— Start of INFORMATION GIVEN —

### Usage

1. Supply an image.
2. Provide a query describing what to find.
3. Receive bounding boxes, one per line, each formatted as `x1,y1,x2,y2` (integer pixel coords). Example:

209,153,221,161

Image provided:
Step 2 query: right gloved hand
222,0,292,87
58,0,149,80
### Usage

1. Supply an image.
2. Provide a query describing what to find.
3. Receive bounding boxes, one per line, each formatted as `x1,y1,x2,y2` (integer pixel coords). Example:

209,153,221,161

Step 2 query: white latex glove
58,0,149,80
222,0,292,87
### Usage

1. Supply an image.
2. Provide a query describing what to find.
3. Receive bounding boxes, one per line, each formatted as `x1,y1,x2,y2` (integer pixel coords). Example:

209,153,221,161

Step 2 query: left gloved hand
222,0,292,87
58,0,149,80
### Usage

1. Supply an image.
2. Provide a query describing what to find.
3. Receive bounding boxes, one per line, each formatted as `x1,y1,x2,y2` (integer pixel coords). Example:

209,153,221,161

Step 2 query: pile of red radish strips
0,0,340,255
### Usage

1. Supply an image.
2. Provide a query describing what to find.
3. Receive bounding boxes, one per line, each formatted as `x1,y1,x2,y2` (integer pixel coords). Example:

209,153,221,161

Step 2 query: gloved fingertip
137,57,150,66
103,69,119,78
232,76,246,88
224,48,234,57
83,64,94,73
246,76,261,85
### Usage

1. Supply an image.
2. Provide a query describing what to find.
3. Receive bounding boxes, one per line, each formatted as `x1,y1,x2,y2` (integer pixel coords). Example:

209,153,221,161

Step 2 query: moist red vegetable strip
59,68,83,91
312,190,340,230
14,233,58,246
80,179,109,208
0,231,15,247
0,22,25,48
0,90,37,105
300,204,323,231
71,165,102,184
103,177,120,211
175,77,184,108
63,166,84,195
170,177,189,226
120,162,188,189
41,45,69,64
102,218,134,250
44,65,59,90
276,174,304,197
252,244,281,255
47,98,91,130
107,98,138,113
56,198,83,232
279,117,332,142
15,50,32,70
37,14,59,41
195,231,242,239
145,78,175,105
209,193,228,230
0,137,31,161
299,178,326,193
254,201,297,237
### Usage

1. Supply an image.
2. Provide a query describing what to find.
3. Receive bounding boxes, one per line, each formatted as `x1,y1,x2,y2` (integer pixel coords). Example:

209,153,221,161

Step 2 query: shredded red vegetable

— End of INFORMATION GIVEN —

Reproduce all of the data above, line for line, with no changes.

**THE COMPLETED TASK:**
### Usage

1. Supply an image.
2. Provide a query describing what to find.
3. Receive bounding boxes, one per line, each formatted as `x1,y1,x2,y2` (integer pixel coords). Example:

209,153,221,161

Image provided:
Step 2 query: right gloved hand
222,0,292,87
58,0,149,80
### Usage

1. Supply an image.
2. Provide a query describing what to find.
3. Receive bounding boxes, one per line, each formatted as `x1,y1,x2,y2` (integer pixel coords). Example:

209,153,221,161

Step 2 query: white latex glove
58,0,149,80
222,0,292,87
### Usage

1. Supply an image.
2. Provide a query describing what to find.
3. Receive bounding boxes, one per line, each formatted as `x1,y1,x2,y2` (integer pixel coords). Example:

209,153,221,161

Step 2 query: left gloved hand
222,0,292,87
58,0,149,80
### Usage

1. Supply an image.
2. Provide a query describing what to find.
3. Receive bounding boxes, one per line, each formatted as `x1,y1,x2,y2` (integer pixel coords). Example:

209,153,221,161

Step 2 query: pile of red radish strips
0,0,340,255
### Usage

1. Supply an image.
2. Provide a query describing what to find.
3. Receive bounding boxes, one per line, each formatted as `x1,y1,x2,y2` (integer pixel coords). Example:

209,153,221,161

Step 2 query: gloved fingertip
137,57,150,66
103,69,119,78
232,76,246,88
224,48,234,57
83,64,94,73
246,76,261,85
### Usage

1. Supply an image.
2. Provide a query describing what to find.
3. Receive bounding boxes, one per line, each formatted as `x1,y1,x2,y2` (integer pixel coords). Example:

209,153,221,161

Step 2 query: moist red vegetable strip
59,68,83,91
312,190,340,230
14,233,58,246
80,179,109,208
0,231,15,247
0,22,25,48
0,90,37,105
300,204,323,231
71,165,102,184
103,177,120,211
175,77,184,108
63,166,84,195
170,177,189,226
120,162,188,189
41,45,69,64
102,218,134,250
44,65,59,90
276,174,304,197
252,244,281,255
47,98,91,130
107,98,138,113
56,198,83,232
279,117,332,142
15,50,32,70
37,14,59,41
195,231,242,239
145,78,175,105
209,193,228,230
0,137,31,161
299,178,326,193
254,201,297,237
### Usage

1. Supply an image.
2. Provide a query describing what to find.
3. Receive bounding boxes, one per line, each formatted as `x1,y1,x2,y2` (integer pixel coords). Example:

209,153,221,161

Step 2 query: shredded red vegetable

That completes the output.